═══ GIVEN DATA ═══

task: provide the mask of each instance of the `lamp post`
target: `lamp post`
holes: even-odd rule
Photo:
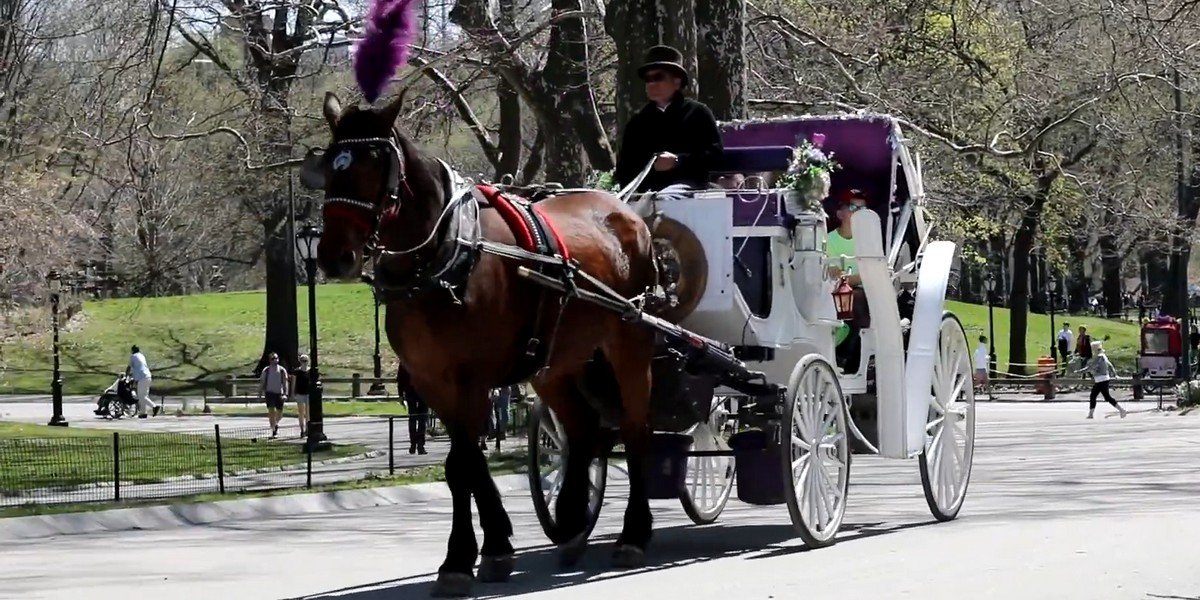
[[[300,258],[304,259],[305,272],[308,274],[308,353],[309,376],[312,380],[308,390],[308,440],[304,447],[309,452],[330,448],[329,440],[325,437],[325,411],[321,406],[321,371],[317,360],[317,242],[320,239],[321,230],[311,223],[296,232],[296,249],[300,252]]]
[[[54,402],[54,415],[50,417],[53,427],[66,427],[67,419],[63,417],[62,371],[59,363],[58,349],[58,302],[62,292],[62,277],[58,271],[46,274],[46,284],[50,288],[50,323],[54,328],[54,378],[50,381],[50,396]]]
[[[988,305],[988,373],[996,373],[996,322],[992,318],[992,307],[996,305],[996,277],[989,270],[987,277],[983,280],[983,287],[987,290],[987,305]]]
[[[1055,344],[1055,327],[1054,327],[1054,296],[1058,291],[1058,279],[1053,275],[1046,281],[1046,295],[1050,299],[1050,358],[1054,360],[1054,364],[1058,364],[1058,346]]]
[[[375,382],[371,384],[371,389],[367,390],[367,394],[371,396],[382,396],[387,393],[383,387],[383,382],[380,378],[383,377],[383,362],[379,356],[379,294],[375,292],[375,286],[371,286],[371,299],[375,303]]]

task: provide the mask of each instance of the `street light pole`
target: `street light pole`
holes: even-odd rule
[[[988,305],[988,374],[994,376],[996,374],[996,321],[992,317],[992,307],[996,305],[996,277],[990,270],[987,278],[983,280],[983,286],[987,289]]]
[[[54,328],[54,375],[50,381],[50,397],[54,403],[54,414],[50,417],[52,427],[66,427],[66,417],[63,416],[62,370],[59,361],[58,346],[58,303],[59,292],[62,291],[62,278],[58,271],[46,274],[46,283],[50,287],[50,323]]]
[[[375,303],[375,382],[371,384],[371,389],[367,390],[367,394],[377,396],[386,394],[387,390],[380,381],[380,378],[383,377],[383,359],[379,355],[379,295],[375,292],[374,285],[371,286],[371,299]]]
[[[309,452],[320,452],[331,447],[325,436],[325,410],[321,405],[321,370],[317,358],[317,242],[320,239],[321,230],[312,224],[306,224],[296,232],[296,248],[300,251],[300,258],[304,259],[304,269],[308,275],[308,353],[311,382],[308,390],[308,439],[304,447]]]
[[[1054,364],[1057,365],[1058,364],[1058,346],[1055,344],[1056,340],[1054,339],[1054,334],[1056,331],[1056,329],[1054,327],[1054,295],[1058,289],[1058,280],[1055,279],[1053,275],[1051,275],[1049,281],[1047,281],[1046,284],[1048,286],[1047,296],[1050,298],[1050,358],[1053,359]]]

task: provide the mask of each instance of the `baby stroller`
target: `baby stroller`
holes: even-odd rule
[[[117,380],[96,400],[96,416],[120,419],[137,414],[137,396],[134,390],[133,378],[128,375],[118,375]]]

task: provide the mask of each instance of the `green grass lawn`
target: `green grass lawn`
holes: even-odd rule
[[[370,289],[362,284],[318,287],[321,371],[326,377],[369,375],[374,330]],[[299,294],[299,331],[308,330],[307,294]],[[951,302],[972,340],[987,331],[987,307]],[[68,394],[98,394],[112,383],[128,361],[129,346],[138,344],[154,371],[154,394],[197,393],[195,383],[225,375],[244,375],[257,363],[263,343],[263,292],[205,294],[185,297],[126,298],[87,302],[80,325],[61,336],[63,380]],[[1137,354],[1137,326],[1092,317],[1066,317],[1073,327],[1088,325],[1096,337],[1111,335],[1109,355],[1126,368]],[[48,320],[48,318],[47,318]],[[1008,311],[996,310],[996,351],[1008,362]],[[1061,323],[1061,319],[1059,319]],[[1045,315],[1029,316],[1026,340],[1030,362],[1049,351],[1050,325]],[[301,335],[301,340],[306,337]],[[49,332],[6,340],[0,345],[0,393],[47,393],[50,382]],[[301,342],[302,351],[307,343]],[[974,341],[972,341],[972,347]],[[386,342],[384,374],[393,372]],[[327,395],[348,395],[349,385],[331,384]],[[369,403],[354,405],[355,410]],[[360,414],[360,413],[355,413]]]
[[[946,308],[954,312],[962,321],[973,350],[978,343],[979,336],[988,334],[987,307],[978,304],[949,302]],[[1008,366],[1009,314],[1007,308],[992,310],[996,327],[996,367],[1004,371]],[[1079,315],[1066,315],[1065,317],[1055,315],[1055,327],[1061,329],[1063,321],[1070,323],[1071,331],[1076,334],[1079,332],[1080,325],[1087,327],[1088,333],[1094,340],[1102,340],[1104,336],[1109,336],[1108,341],[1104,343],[1105,352],[1119,371],[1129,374],[1137,361],[1140,350],[1138,341],[1140,334],[1136,323]],[[1050,343],[1057,338],[1058,332],[1051,335],[1049,315],[1031,313],[1026,331],[1028,334],[1025,337],[1025,361],[1037,363],[1039,356],[1050,356]]]
[[[217,472],[216,439],[191,433],[120,431],[121,481],[149,483]],[[366,452],[334,446],[313,460]],[[225,472],[302,464],[297,443],[221,436]],[[0,422],[0,490],[74,486],[113,479],[113,431]]]
[[[307,350],[308,294],[301,288],[298,314],[301,352]],[[61,334],[67,394],[99,394],[129,362],[137,344],[154,372],[153,394],[196,392],[197,380],[249,373],[258,362],[266,318],[264,292],[121,298],[86,302],[82,326]],[[371,290],[362,284],[317,288],[321,373],[369,376],[375,334]],[[47,317],[47,322],[49,318]],[[51,335],[8,340],[0,347],[0,393],[45,393],[51,369]],[[387,341],[384,373],[394,372]],[[327,395],[349,395],[349,385],[330,385]]]

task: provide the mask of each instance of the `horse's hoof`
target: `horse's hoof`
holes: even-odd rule
[[[583,558],[584,551],[587,550],[588,538],[586,533],[581,533],[571,541],[561,544],[558,547],[558,564],[563,567],[573,567]]]
[[[508,576],[512,575],[513,563],[515,562],[511,554],[484,556],[479,559],[479,580],[484,583],[508,581]]]
[[[637,569],[646,566],[646,551],[637,546],[621,544],[613,550],[613,566],[618,569]]]
[[[470,573],[438,573],[433,591],[429,595],[434,598],[464,598],[471,595],[471,584],[474,577]]]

═══

◆ WORK TASK: Are you able to set down all the lines above exactly, without any pictures?

◆ SOLUTION:
task: provide the mask of each instance of the `lamp post`
target: `lamp post`
holes: even-odd rule
Photo:
[[[300,258],[304,259],[305,272],[308,274],[308,353],[309,376],[312,380],[308,390],[308,440],[304,447],[309,452],[330,448],[329,440],[325,437],[325,411],[321,406],[321,371],[317,360],[317,242],[320,239],[321,230],[311,223],[296,232],[296,249],[300,252]]]
[[[54,402],[54,415],[50,417],[53,427],[66,427],[67,419],[63,417],[62,371],[59,363],[58,349],[58,302],[62,292],[62,277],[58,271],[46,274],[46,284],[50,288],[50,323],[54,328],[54,378],[50,381],[50,396]]]
[[[988,305],[988,373],[996,373],[996,322],[992,318],[992,307],[996,305],[996,277],[989,270],[987,277],[983,280],[983,287],[987,290],[987,305]]]
[[[1055,344],[1055,327],[1054,327],[1054,296],[1058,291],[1058,279],[1053,275],[1046,281],[1046,295],[1050,299],[1050,358],[1054,360],[1054,364],[1058,364],[1058,346]]]
[[[375,382],[371,384],[371,389],[367,390],[367,394],[371,396],[382,396],[387,393],[383,387],[383,382],[380,378],[383,377],[383,362],[379,356],[379,294],[375,292],[375,286],[371,286],[371,299],[375,303]]]

task: provide the mask of each instance of the `street light pole`
target: `street light pole`
holes: even-odd rule
[[[988,305],[988,374],[994,376],[996,374],[996,321],[992,317],[992,307],[996,305],[996,277],[990,270],[987,278],[983,280],[983,286],[987,289]]]
[[[54,328],[54,375],[50,381],[50,397],[54,403],[54,414],[50,417],[52,427],[66,427],[66,417],[63,416],[62,370],[59,361],[58,346],[58,303],[59,292],[62,291],[62,278],[58,271],[46,274],[46,283],[50,287],[50,323]]]
[[[375,303],[375,382],[371,384],[371,389],[367,390],[367,394],[377,396],[386,394],[387,390],[380,381],[380,378],[383,377],[383,359],[379,355],[379,295],[375,292],[374,285],[371,286],[371,299]]]
[[[309,452],[320,452],[331,447],[325,436],[325,410],[321,405],[321,370],[317,358],[317,242],[320,239],[321,230],[312,224],[306,224],[296,232],[296,248],[300,251],[300,258],[304,259],[304,269],[308,275],[308,353],[311,382],[308,390],[308,439],[304,447]]]
[[[1054,364],[1057,365],[1058,364],[1058,346],[1055,344],[1056,340],[1054,339],[1054,334],[1056,331],[1056,329],[1054,327],[1054,295],[1058,289],[1058,280],[1055,279],[1053,275],[1051,275],[1049,281],[1047,281],[1046,284],[1048,286],[1047,296],[1050,298],[1050,358],[1053,359]]]

task: provide the mask of each instance of the `baby stroller`
target: `baby stroller`
holes: even-odd rule
[[[117,380],[96,400],[96,416],[120,419],[137,414],[137,396],[134,390],[133,378],[128,375],[118,375]]]

task: provide the mask of each instance of the `green grass lawn`
target: `green grass lawn`
holes: even-odd rule
[[[370,289],[362,284],[318,287],[321,371],[326,377],[369,375],[374,330]],[[299,294],[299,331],[308,330],[307,294]],[[951,302],[972,340],[987,331],[987,307]],[[68,394],[98,394],[112,383],[128,361],[129,346],[138,344],[154,371],[154,394],[197,393],[195,383],[225,375],[244,375],[257,363],[263,343],[263,292],[205,294],[185,297],[126,298],[87,302],[80,325],[61,336],[63,380]],[[1137,354],[1137,326],[1092,317],[1066,317],[1073,327],[1088,325],[1096,337],[1111,335],[1109,355],[1126,368]],[[48,320],[48,318],[47,318]],[[1008,311],[996,310],[996,351],[1008,362]],[[1061,323],[1061,319],[1059,319]],[[1045,315],[1029,316],[1026,340],[1030,362],[1049,351],[1050,325]],[[301,335],[301,340],[306,337]],[[49,332],[6,340],[0,345],[0,393],[47,393],[50,382]],[[301,342],[302,351],[307,343]],[[974,341],[972,341],[972,347]],[[386,342],[384,374],[393,372]],[[327,395],[348,395],[349,385],[331,384]],[[369,403],[354,405],[355,410]],[[360,414],[360,413],[355,413]]]
[[[946,308],[954,312],[962,321],[973,350],[978,343],[979,336],[988,334],[987,307],[978,304],[949,302]],[[1008,366],[1009,314],[1007,308],[992,310],[996,327],[996,367],[1004,371]],[[1079,315],[1066,315],[1065,317],[1055,315],[1055,327],[1061,329],[1063,321],[1070,323],[1071,331],[1076,334],[1079,332],[1080,325],[1087,327],[1088,333],[1094,340],[1102,340],[1104,336],[1109,336],[1108,341],[1104,343],[1105,352],[1119,371],[1129,374],[1137,361],[1140,350],[1138,341],[1140,334],[1136,323]],[[1050,343],[1057,338],[1058,332],[1051,335],[1049,315],[1031,313],[1026,331],[1028,334],[1025,337],[1025,361],[1037,363],[1039,356],[1050,356]]]
[[[217,472],[216,439],[191,433],[120,431],[121,481],[149,483]],[[366,452],[334,446],[313,460]],[[225,472],[302,464],[297,443],[221,436]],[[0,422],[0,490],[74,486],[113,479],[113,431]]]
[[[307,350],[308,294],[301,288],[298,314],[301,352]],[[61,334],[67,394],[99,394],[129,362],[137,344],[154,372],[153,394],[196,392],[197,380],[249,373],[258,362],[266,318],[264,292],[121,298],[86,302],[82,326]],[[371,290],[362,284],[317,288],[321,373],[369,376],[375,334]],[[47,317],[47,322],[49,318]],[[51,335],[8,340],[0,347],[0,393],[45,393],[51,369]],[[387,341],[384,373],[394,372]],[[327,395],[349,395],[349,385],[330,385]]]

task: provide the mask of each instance of the `horse's hoof`
target: `horse's hoof`
holes: even-odd rule
[[[583,558],[584,551],[587,550],[588,538],[586,533],[581,533],[571,541],[561,544],[558,547],[558,564],[563,567],[573,567]]]
[[[508,576],[512,575],[513,563],[515,562],[511,554],[484,556],[479,559],[479,580],[484,583],[508,581]]]
[[[637,569],[646,566],[646,551],[637,546],[621,544],[613,550],[613,566],[618,569]]]
[[[470,573],[438,573],[433,591],[429,595],[434,598],[464,598],[471,595],[471,584],[474,577]]]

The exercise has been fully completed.